Extrait choisi>
☆ ☆ ☆ ☆ ☆

Interview (inexploitée) sur la WorldPride de Madrid


 

Interview que j’ai accordée au journaliste espagnol Juan Bosco Martín Algarra qui aurait dû être publiée (à l’occasion de la World Pride à Madrid) :
 

1 – De manière générale, la célébration du jour de l’orgueil gay vous semble positive ou négative ?
 

Selon moi, c’est une fausse question. Elle nous enferme dans la réaction, au lieu de nous conduire vers la réflexion. Focaliser la question de l’homosexualité sur la Gay Pride, c’est éviter de parler de l’homosexualité en elle-même. C’est remplacer l’homosexualité par son image médiatique, et finalement rentrer dans le jeu qu’on dénonce. L’homosexualité n’est pas la Gay Pride. Mais la Gay Pride réunit des personnes homosexuelles, et dit énormément de choses sur l’homosexualité : nous y mimons notre vie amoureuse. Parfois même nous scénarisons notre souffrance, notre insatisfaction en amour, nos viols, de manière exagérée et parodique. Au lieu de mépriser l’événement et de nous demander de nous plaindre, vous devriez plutôt analyser les messages qui y sont diffusés et écouter ce que nous, personnes homosexuelles, avons à vous dire sur la société, la sexualité, le mariage femme-homme, la politique, l’Église. C’est peut-être le seul moment où vous pouvez nous entendre, où nous sortons dans la rue.

☆ ☆ ☆ ☆ ☆

Consignes de travail>
a) Que dit l'entretien sur la WorldPride de Madrid sur les points suivants ?
(i) À quel journaliste l'entretien a-t-il été accordé ?
(ii) Par quoi remplace-t-on l'homosexualité lorsqu'on focalise la question sur la Gay Pride ?
(iii) Que mimons-nous à la Gay Pride, selon la réponse ?
b) Poursuivez l'entretien sur la WorldPride de Madrid à partir de son dernier mot.
Le matériel n'est pas nécessaire ici.

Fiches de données

☆ ☆ ☆ ☆ ☆

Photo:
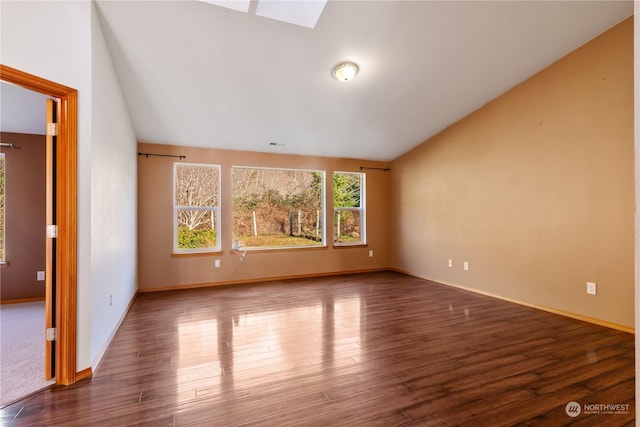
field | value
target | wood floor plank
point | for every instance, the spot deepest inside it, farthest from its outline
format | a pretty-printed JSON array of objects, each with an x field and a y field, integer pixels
[{"x": 374, "y": 349}]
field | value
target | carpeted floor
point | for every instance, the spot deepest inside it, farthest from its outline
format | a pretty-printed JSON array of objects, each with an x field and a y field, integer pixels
[{"x": 21, "y": 350}]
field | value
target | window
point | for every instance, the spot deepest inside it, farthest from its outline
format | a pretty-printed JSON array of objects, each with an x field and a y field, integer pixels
[
  {"x": 278, "y": 208},
  {"x": 196, "y": 208},
  {"x": 349, "y": 208},
  {"x": 2, "y": 206}
]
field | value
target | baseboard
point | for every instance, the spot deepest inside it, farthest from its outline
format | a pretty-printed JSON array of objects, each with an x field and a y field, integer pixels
[
  {"x": 260, "y": 280},
  {"x": 21, "y": 300},
  {"x": 98, "y": 358},
  {"x": 571, "y": 315}
]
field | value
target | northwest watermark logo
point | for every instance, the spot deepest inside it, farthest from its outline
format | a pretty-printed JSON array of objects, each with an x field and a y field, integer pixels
[{"x": 573, "y": 409}]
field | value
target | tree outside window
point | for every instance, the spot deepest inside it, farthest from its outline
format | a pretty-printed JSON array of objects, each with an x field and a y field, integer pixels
[
  {"x": 196, "y": 207},
  {"x": 276, "y": 208},
  {"x": 349, "y": 208}
]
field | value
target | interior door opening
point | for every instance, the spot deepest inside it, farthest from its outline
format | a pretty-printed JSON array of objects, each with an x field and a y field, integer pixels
[{"x": 63, "y": 260}]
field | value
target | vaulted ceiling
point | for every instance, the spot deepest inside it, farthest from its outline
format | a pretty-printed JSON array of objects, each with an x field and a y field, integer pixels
[{"x": 197, "y": 74}]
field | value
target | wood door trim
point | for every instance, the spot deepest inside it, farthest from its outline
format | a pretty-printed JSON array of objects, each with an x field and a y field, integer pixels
[{"x": 67, "y": 214}]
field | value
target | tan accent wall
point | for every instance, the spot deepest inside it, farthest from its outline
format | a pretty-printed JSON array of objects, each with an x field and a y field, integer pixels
[
  {"x": 25, "y": 217},
  {"x": 535, "y": 190},
  {"x": 158, "y": 268}
]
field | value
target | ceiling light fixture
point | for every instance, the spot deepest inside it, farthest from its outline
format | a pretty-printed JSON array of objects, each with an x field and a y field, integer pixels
[{"x": 345, "y": 71}]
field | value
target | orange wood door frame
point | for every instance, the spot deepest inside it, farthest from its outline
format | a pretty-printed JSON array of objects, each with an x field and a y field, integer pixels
[{"x": 66, "y": 213}]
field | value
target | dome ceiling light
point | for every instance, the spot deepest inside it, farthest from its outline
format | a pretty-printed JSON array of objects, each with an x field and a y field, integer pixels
[{"x": 345, "y": 71}]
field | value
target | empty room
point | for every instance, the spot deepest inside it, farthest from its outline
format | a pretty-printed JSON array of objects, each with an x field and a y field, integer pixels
[{"x": 326, "y": 212}]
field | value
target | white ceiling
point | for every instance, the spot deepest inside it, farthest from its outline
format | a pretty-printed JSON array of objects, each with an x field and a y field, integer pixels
[{"x": 197, "y": 74}]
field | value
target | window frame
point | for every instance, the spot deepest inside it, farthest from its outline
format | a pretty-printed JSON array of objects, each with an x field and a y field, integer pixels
[
  {"x": 215, "y": 209},
  {"x": 323, "y": 207},
  {"x": 362, "y": 210}
]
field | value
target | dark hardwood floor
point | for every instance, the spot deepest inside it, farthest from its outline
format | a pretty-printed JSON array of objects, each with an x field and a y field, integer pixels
[{"x": 378, "y": 349}]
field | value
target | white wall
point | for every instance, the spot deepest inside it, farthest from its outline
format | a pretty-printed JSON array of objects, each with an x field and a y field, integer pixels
[
  {"x": 54, "y": 40},
  {"x": 636, "y": 30},
  {"x": 113, "y": 199}
]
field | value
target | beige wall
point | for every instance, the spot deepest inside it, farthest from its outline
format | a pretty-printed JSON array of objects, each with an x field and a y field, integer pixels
[
  {"x": 158, "y": 268},
  {"x": 25, "y": 217},
  {"x": 535, "y": 190}
]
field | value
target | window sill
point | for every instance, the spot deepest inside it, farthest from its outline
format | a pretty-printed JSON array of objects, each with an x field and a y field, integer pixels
[{"x": 284, "y": 248}]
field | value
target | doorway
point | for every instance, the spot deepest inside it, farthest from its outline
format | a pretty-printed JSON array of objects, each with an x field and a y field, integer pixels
[{"x": 61, "y": 307}]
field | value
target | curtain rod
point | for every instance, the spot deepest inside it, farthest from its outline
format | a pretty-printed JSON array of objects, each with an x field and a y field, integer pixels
[
  {"x": 377, "y": 169},
  {"x": 162, "y": 155}
]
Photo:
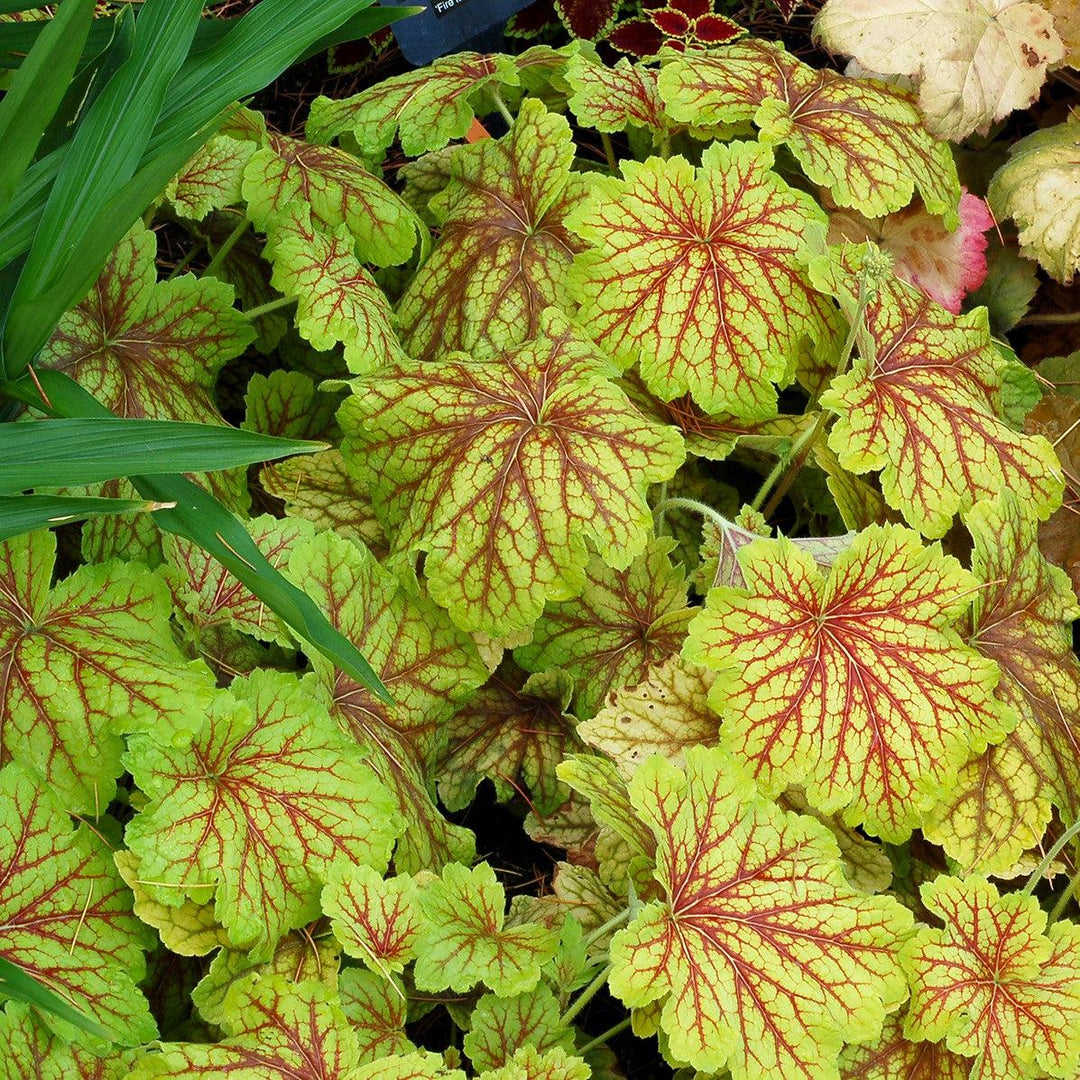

☆ ☆ ☆ ☆ ☆

Réponses par consigne>
a)
(i) Au journaliste espagnol Juan Bosco Martín Algarra.
(ii) Par son image médiatique.
(iii) Notre vie amoureuse.

b)
 

2 – Si cette célébration vous paraît positive, est-ce que vous changeriez quelque chose ? Pourquoi ? Si elle vous paraît négative, pourquoi croyez-vous qu’il ne doit pas être célébré ?
 

J’ai déjà fait plusieurs marches. C’est un moment entre amis, où j’ai pris à chaque fois beaucoup de plaisir. J’ai même dansé sur des chars. C’est aussi agréable qu’un carnaval. C’est l’occasion pour y croiser beaucoup de monde : j’y retrouve pas mal de mes élèves. C’est même un peu mieux qu’un simple carnaval car il y a dans les Gay Pride une convivialité inédite entre personnes homosexuelles (c’est le seul moment où nous ne nous draguons pas !), il y a un mélange incroyable de provocation et de sophistication qui est souvent drôlissime. Rien à voir avec la vision d’horreur ou de vulgarité que nous dépeignent les opposants à cet événement. En plus, quand on fait la Gay Pride, on se rend compte que les ¾ des chars ne sont pas choquants visuellement, et que ce que filment les télés n’est pas le reflet de la fraternité et de l’amitié vécues lors de cette marche.
 

3 – Vous croyez que cette fête donne une bonne image des personnes homosexuelles, c’est-à-dire qu’elle contribue à ce que la société respecte davantage les personnes homosexuelles ? Expliquez pourquoi.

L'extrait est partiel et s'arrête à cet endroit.